• [What is being asked]: Write out, word for word, the part of the text below on Lincoln and the Mormons that opens with the words "Yes we do continue" and closes with "the Mormon faith.".

• [Text section]:
If the South, General P.G.T. Beauregard in particular, would have waited three more days he would have "taken" Fort Sumpter without firing a shot.

Yet we continue to re-elect them overwhelming this is objective data that cannot be refuted. ...
Yes we do continue to re-elect those who do us a disservice. But I am not apart of the "we." Neither do I think you are apart of the "we." What to do about it? Good question. Other than keep doing what we are doing, that is electing , or trying to get elected, folks who respect the constitution in their deeds as well as their oat. Sadly, many of our fellow citizens are neither stupid, or wanting, they are non-participants. I'll concede this topic and move along.

Kind of begs the question doesn't it? ....
I'll leave the reader to decide for himself. I am no expert on the history of the Mormon faith.

http://www.sltrib.com/sltrib/news/55295235-78/lincoln-mormons-brigham-president.html.csp

"The Fed" was comprised of millions of citizens of union States. ....
I think I stated this and you also imply that the Lincoln administration had a adverse and harmful impact in the citizens of the then Utah territory. Lincoln was no friend of Mormons, nor would he "let them be" while he was alive. Intentional? Maybe, hard to say one way or the other now-a-days.

• [Information given]:
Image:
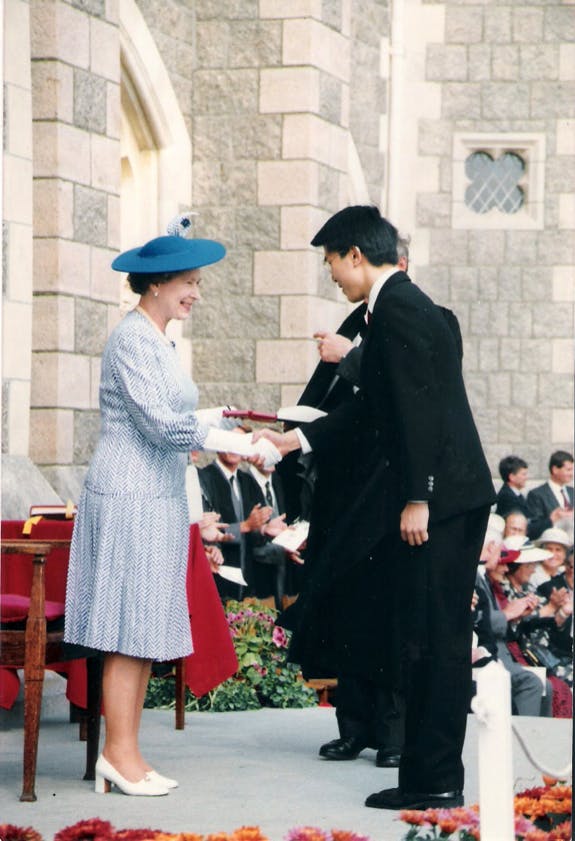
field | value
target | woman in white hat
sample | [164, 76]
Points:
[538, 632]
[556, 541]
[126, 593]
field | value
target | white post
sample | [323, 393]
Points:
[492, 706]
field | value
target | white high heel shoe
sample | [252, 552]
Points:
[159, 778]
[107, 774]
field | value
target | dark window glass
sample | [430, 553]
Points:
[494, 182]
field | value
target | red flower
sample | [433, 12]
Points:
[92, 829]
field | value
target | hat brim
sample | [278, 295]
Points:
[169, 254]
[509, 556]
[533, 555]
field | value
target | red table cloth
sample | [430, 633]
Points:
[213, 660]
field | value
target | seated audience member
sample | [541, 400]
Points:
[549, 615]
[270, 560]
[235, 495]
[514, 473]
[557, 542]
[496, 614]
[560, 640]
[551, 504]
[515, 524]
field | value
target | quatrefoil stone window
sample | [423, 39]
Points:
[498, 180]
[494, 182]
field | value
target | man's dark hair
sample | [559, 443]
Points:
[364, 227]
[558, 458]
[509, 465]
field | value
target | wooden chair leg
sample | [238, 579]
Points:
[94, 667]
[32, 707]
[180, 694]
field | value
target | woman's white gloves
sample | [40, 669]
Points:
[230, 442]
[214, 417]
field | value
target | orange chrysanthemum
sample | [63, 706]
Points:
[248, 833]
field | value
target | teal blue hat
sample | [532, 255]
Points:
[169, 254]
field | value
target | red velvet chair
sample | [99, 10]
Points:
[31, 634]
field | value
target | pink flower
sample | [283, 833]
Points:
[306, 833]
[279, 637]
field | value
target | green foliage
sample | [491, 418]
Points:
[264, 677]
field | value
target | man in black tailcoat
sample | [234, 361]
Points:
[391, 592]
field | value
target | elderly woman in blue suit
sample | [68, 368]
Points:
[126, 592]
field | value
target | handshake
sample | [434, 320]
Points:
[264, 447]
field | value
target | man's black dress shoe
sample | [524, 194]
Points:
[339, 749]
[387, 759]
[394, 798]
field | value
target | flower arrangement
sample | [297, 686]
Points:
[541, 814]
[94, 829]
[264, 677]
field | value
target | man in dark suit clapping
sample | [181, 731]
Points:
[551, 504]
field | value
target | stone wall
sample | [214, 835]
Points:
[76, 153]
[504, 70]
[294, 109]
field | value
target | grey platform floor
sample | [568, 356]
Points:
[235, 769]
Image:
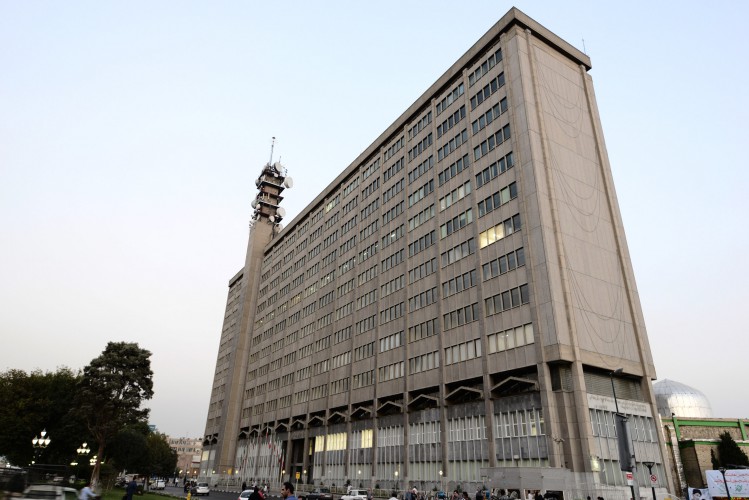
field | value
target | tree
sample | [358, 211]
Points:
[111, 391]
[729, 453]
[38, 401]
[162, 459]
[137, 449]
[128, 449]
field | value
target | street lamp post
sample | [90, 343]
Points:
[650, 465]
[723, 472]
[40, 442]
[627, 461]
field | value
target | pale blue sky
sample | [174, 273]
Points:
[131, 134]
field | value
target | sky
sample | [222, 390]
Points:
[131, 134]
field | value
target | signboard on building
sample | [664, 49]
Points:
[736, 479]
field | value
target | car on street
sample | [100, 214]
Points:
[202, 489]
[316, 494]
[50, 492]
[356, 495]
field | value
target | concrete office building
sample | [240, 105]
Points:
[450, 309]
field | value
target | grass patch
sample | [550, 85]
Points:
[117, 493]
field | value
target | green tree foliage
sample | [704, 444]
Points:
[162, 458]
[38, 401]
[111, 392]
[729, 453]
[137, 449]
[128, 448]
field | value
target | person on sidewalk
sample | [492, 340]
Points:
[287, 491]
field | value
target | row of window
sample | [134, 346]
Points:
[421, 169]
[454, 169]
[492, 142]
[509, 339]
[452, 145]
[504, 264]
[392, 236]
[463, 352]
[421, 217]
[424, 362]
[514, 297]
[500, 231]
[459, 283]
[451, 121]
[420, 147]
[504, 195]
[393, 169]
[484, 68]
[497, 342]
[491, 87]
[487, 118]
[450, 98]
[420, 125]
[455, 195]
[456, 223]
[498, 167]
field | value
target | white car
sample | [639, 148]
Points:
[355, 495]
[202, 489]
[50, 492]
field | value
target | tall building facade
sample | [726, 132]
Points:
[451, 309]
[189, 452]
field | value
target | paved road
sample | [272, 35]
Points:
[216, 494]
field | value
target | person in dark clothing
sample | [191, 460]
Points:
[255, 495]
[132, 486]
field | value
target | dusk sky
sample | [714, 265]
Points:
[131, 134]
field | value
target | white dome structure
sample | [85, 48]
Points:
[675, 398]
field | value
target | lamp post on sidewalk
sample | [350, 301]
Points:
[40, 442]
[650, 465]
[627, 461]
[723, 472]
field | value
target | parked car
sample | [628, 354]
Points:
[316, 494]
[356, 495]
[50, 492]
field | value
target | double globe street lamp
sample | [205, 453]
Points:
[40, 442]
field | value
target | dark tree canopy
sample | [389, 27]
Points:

* * *

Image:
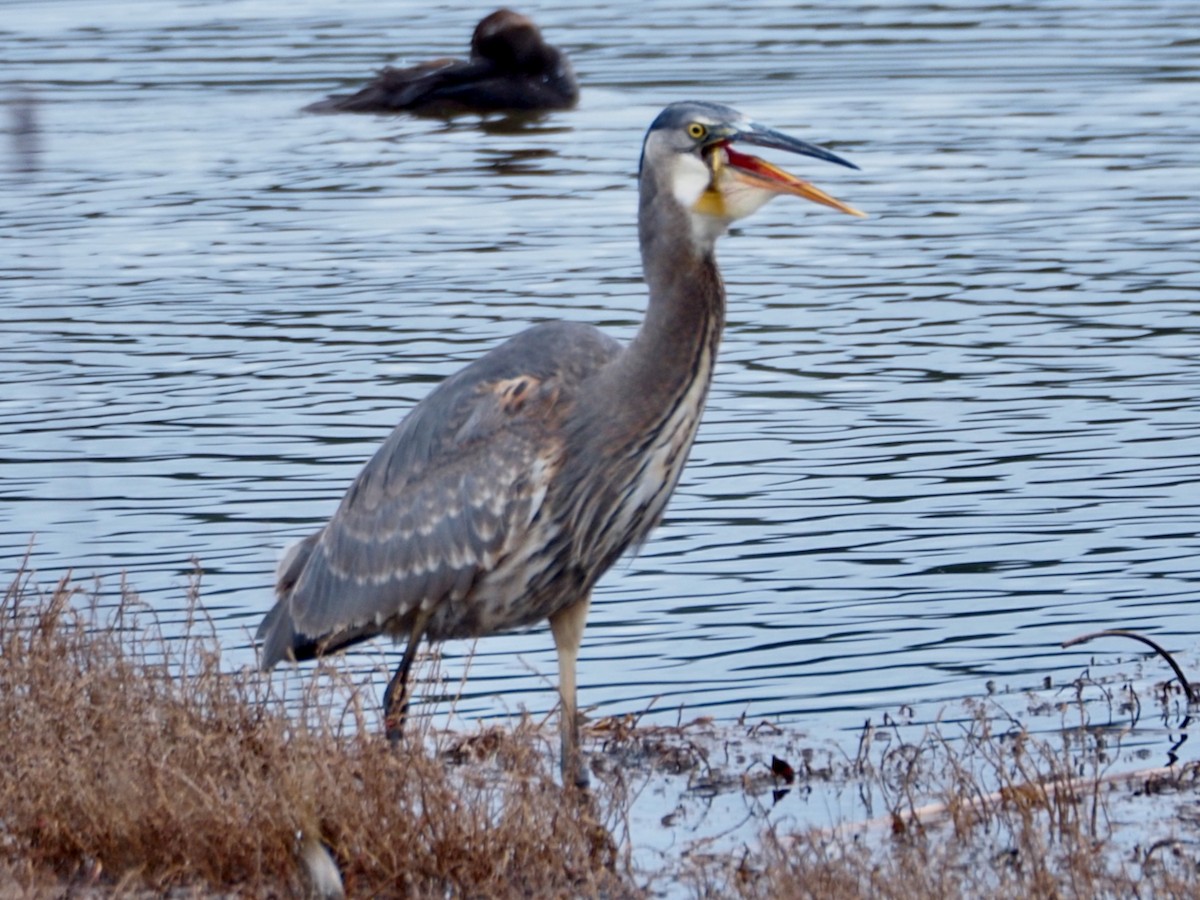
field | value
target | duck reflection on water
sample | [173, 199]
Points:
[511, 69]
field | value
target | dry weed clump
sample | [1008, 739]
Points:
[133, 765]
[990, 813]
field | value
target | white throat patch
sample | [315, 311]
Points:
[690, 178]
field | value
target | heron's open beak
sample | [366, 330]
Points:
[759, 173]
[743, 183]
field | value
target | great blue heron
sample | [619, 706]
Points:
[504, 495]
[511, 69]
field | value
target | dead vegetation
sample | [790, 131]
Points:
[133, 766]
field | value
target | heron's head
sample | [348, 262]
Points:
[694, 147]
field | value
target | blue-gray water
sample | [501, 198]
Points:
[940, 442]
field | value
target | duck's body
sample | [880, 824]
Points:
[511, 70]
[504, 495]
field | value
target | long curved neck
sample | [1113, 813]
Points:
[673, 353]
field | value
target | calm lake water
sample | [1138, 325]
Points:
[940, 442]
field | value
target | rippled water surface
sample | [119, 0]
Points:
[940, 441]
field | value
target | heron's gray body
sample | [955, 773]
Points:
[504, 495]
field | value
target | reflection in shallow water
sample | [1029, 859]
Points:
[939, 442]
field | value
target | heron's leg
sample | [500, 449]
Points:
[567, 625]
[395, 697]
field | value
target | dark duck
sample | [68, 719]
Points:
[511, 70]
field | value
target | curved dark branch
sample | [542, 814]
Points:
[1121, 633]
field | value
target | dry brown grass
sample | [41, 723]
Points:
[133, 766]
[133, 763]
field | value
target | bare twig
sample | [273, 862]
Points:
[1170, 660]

• [Correct result]:
Yes we do continue to re-elect those who do us a disservice. But I am not apart of the "we." Neither do I think you are apart of the "we." What to do about it? Good question. Other than keep doing what we are doing, that is electing , or trying to get elected, folks who respect the constitution in their deeds as well as their oat. Sadly, many of our fellow citizens are neither stupid, or wanting, they are non-participants. I'll concede this topic and move along.

Kind of begs the question doesn't it? ....
I'll leave the reader to decide for himself. I am no expert on the history of the Mormon faith.